Return all of the entries exactly, with nothing added or left out.

BEGIN Records for this task

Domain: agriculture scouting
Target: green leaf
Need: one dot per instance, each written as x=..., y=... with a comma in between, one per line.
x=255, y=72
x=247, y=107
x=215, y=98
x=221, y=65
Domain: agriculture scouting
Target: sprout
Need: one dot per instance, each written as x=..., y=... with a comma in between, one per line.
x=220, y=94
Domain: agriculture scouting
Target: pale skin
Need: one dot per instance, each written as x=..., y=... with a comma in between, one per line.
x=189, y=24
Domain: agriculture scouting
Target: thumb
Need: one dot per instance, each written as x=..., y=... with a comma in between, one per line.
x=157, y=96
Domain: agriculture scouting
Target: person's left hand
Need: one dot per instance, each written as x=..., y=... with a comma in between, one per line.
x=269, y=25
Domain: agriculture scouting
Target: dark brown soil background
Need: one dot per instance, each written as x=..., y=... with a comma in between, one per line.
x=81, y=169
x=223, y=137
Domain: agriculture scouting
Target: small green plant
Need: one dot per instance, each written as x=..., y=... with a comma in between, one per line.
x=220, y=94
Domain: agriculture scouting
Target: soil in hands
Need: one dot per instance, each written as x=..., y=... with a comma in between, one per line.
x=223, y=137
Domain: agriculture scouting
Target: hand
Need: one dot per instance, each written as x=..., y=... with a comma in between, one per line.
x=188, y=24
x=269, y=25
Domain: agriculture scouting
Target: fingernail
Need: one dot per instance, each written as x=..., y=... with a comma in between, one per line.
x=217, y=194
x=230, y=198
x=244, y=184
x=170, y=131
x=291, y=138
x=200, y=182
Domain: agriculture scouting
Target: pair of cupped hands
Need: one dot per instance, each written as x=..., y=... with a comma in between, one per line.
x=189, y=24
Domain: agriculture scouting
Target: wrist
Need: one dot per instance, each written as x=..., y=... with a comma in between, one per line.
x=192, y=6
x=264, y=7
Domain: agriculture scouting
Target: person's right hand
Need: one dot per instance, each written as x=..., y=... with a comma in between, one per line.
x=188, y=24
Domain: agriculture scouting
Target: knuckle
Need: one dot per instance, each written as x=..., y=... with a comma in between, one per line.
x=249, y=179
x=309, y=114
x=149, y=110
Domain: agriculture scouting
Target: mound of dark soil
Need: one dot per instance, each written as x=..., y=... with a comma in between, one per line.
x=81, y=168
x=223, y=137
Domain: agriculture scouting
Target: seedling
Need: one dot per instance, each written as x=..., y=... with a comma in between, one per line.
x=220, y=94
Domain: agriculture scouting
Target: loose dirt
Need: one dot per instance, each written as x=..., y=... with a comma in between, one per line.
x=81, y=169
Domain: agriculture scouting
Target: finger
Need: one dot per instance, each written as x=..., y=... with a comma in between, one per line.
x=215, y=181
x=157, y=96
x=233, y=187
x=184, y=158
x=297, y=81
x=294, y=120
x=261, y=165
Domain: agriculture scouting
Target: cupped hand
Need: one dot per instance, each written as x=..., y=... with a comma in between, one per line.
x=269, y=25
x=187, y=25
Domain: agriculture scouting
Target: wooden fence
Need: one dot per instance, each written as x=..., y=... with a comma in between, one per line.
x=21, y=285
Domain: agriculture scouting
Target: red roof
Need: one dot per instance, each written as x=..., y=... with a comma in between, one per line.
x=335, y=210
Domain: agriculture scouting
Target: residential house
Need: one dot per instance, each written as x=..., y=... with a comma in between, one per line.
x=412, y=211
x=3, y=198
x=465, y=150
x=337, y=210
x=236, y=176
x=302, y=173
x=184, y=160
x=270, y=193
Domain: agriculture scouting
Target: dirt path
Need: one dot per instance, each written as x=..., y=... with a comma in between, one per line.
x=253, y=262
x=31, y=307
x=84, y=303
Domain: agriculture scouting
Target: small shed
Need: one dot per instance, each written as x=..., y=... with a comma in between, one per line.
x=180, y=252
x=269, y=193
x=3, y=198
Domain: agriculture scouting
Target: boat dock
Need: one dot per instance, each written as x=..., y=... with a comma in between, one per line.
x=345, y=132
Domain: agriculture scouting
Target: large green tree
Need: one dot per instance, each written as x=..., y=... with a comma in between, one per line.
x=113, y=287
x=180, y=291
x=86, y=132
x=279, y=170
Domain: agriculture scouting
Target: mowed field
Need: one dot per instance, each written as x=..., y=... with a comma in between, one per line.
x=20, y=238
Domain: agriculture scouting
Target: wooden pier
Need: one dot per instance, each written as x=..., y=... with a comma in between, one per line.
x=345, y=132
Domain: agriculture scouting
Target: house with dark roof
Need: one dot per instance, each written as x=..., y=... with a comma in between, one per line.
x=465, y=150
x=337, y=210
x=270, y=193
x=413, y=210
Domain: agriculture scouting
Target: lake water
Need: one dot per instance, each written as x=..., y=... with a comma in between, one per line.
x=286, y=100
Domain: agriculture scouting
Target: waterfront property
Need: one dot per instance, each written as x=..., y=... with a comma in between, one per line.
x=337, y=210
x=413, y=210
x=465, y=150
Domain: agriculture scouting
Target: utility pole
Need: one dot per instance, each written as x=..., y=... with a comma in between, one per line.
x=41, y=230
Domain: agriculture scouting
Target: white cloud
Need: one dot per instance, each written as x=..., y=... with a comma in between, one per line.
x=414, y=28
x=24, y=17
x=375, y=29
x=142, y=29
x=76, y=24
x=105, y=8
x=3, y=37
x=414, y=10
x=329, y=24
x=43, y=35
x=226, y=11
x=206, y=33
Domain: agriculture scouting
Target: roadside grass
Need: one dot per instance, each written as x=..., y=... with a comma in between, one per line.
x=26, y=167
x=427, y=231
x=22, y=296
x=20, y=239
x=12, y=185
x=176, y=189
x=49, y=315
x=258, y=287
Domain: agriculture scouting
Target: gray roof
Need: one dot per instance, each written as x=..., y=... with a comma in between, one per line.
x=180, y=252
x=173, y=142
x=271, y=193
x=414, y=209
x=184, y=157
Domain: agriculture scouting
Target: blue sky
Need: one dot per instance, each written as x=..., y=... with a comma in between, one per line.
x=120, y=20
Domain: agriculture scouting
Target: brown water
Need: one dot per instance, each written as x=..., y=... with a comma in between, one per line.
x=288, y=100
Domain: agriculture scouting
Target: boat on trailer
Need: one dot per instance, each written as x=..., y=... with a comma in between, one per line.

END Records for this task

### Task answer
Domain: agriculture scouting
Target: green leaf
Need: one dot per instance, each written as x=..., y=... with a comma in between, one per line.
x=255, y=72
x=247, y=107
x=215, y=98
x=221, y=65
Domain: agriculture scouting
Target: sprout
Need: one dot per instance, each written as x=..., y=... with a comma in between, one per line.
x=220, y=94
Domain: agriculture scouting
Target: pale skin
Need: one dot per instance, each written as x=..., y=... with a comma in between, one per line.
x=189, y=24
Domain: agriculture scouting
Target: thumb
Need: one dot per instance, each written as x=..., y=... with a comma in between, one per line.
x=157, y=96
Domain: agriculture scouting
Target: person's left hand
Need: one dot per instance, each written as x=..., y=... with a comma in between, one per line.
x=269, y=25
Domain: agriculture scouting
Target: dark brown soil background
Need: one dot per instance, each written as x=..., y=... with a comma in between, one per line.
x=81, y=169
x=223, y=137
Domain: agriculture scouting
Target: small green plant
Need: one dot per instance, each written as x=..., y=... with a comma in between, one per line.
x=220, y=94
Domain: agriculture scouting
Target: soil in hands
Need: one dot per instance, each written as x=..., y=... with a comma in between, one per line.
x=223, y=137
Domain: agriculture scouting
Target: hand
Need: one dot per instance, each written as x=..., y=... with a comma in between, one per line.
x=188, y=24
x=269, y=25
Domain: agriculture scouting
Target: fingernail
Need: one dot per instance, each written as x=..., y=... with a comma in between, one per line.
x=217, y=194
x=230, y=198
x=244, y=184
x=170, y=131
x=291, y=138
x=200, y=182
Domain: agriculture scouting
Target: pair of cupped hands
Need: one dot per instance, each written as x=..., y=... with a comma in between, one per line.
x=189, y=24
Domain: agriculture scouting
Target: wrist
Need: one dot per instance, each written as x=..., y=... with a comma in between, one per line.
x=192, y=6
x=264, y=7
Domain: agriculture scouting
Target: person's right hand
Need: one dot per instance, each written as x=..., y=... with a comma in between, one per line.
x=188, y=24
Domain: agriculture scouting
Target: knuckle
Need: one dot per instance, each written as x=..., y=... with a comma in between, one per line.
x=249, y=179
x=309, y=114
x=149, y=110
Domain: agriculture scouting
Target: mound of dark soil
Need: one dot per instance, each written as x=..., y=... with a comma in between, one per line.
x=81, y=168
x=223, y=137
Domain: agriculture scouting
Target: seedling
Need: one dot per instance, each written as x=..., y=... with a comma in between, one per line.
x=220, y=94
Domain: agriculture scouting
Target: loose dirt
Need: one dot per instance, each written as x=..., y=... with a comma in between, one per line.
x=81, y=169
Domain: agriculture scouting
Target: finger
Need: one dot per instance, each written as x=..., y=... with a comma in between, one per line.
x=215, y=181
x=157, y=96
x=233, y=187
x=184, y=158
x=297, y=81
x=294, y=120
x=261, y=165
Domain: agriculture scouting
Target: cupped hand
Need: one dot per instance, each written as x=..., y=... with a comma in between, one per line.
x=269, y=25
x=187, y=25
Domain: agriculture scouting
Target: wooden fence
Need: one dot per instance, each written as x=..., y=... with a comma in between, one per line.
x=21, y=285
Domain: agriculture scouting
Target: red roof
Need: one dot per instance, each written as x=..., y=... with a comma in between, one per line.
x=335, y=210
Domain: agriculture scouting
Target: residential house
Need: one dot per instance, each written as x=..., y=... with a comma in between, one per line.
x=412, y=211
x=3, y=198
x=465, y=150
x=337, y=210
x=236, y=176
x=302, y=173
x=184, y=160
x=270, y=193
Domain: agriculture scouting
Target: dirt path
Need: one dot per instance, each written as x=..., y=... with a comma in between, one per line.
x=253, y=262
x=31, y=307
x=84, y=303
Domain: agriculture scouting
Target: small shed
Need: one dot per instance, each written as x=..., y=... with a comma in between, one per line.
x=180, y=252
x=269, y=193
x=3, y=198
Domain: agriculture scouting
Target: boat dock
Need: one dot per instance, each written as x=..., y=... with a comma in between, one per line.
x=345, y=132
Domain: agriculture scouting
Target: large green tree
Need: one dot per instance, each written as x=..., y=... with a comma in between, one per line.
x=113, y=287
x=180, y=291
x=86, y=132
x=279, y=170
Domain: agriculture scouting
Target: mowed field
Need: one dot per instance, each written as x=..., y=... with a comma in between, one per line.
x=20, y=238
Domain: agriculture scouting
Target: wooden pier
Need: one dot per instance, each written as x=..., y=... with a comma in between, one per line.
x=345, y=132
Domain: agriculture scouting
Target: house with dark roof
Need: one dot per instance, each written as x=..., y=... with a comma in between, one per line.
x=465, y=150
x=337, y=210
x=270, y=193
x=413, y=210
Domain: agriculture scouting
Target: lake water
Need: one dot per instance, each written as x=..., y=... with a comma in between, one per line.
x=286, y=100
Domain: agriculture scouting
Target: waterfront property
Need: one dot per instance, each written as x=..., y=... with a comma in between, one per line.
x=337, y=210
x=413, y=210
x=465, y=150
Domain: agriculture scouting
Target: utility pole
Need: one dot per instance, each written as x=..., y=... with a comma in between, one per line.
x=41, y=230
Domain: agriculture scouting
Target: white cloud
Need: one dot per instance, each written as x=..., y=... with a comma in between, one per line.
x=414, y=28
x=24, y=17
x=375, y=29
x=142, y=29
x=76, y=24
x=105, y=8
x=3, y=37
x=414, y=10
x=329, y=24
x=43, y=35
x=226, y=11
x=206, y=33
Domain: agriculture scouting
Target: roadside grass
Need: one dot per instance, each written as x=..., y=... with a comma in between, one per line.
x=26, y=167
x=427, y=231
x=22, y=296
x=20, y=239
x=12, y=185
x=176, y=189
x=49, y=315
x=258, y=287
Domain: agriculture scouting
Target: gray roof
Need: one dot per instance, each written as x=..., y=... with a comma in between, one per line.
x=180, y=252
x=173, y=142
x=271, y=193
x=414, y=209
x=184, y=157
Domain: agriculture scouting
Target: blue sky
Need: one dot per instance, each written as x=..., y=... with a comma in between, one per line.
x=120, y=20
Domain: agriculture scouting
Target: brown water
Need: one dot per instance, each written as x=..., y=... with a comma in between, one per line.
x=288, y=100
Domain: agriculture scouting
Target: boat on trailer
Need: one dot per instance, each written as x=..., y=... with a comma in between, one per line.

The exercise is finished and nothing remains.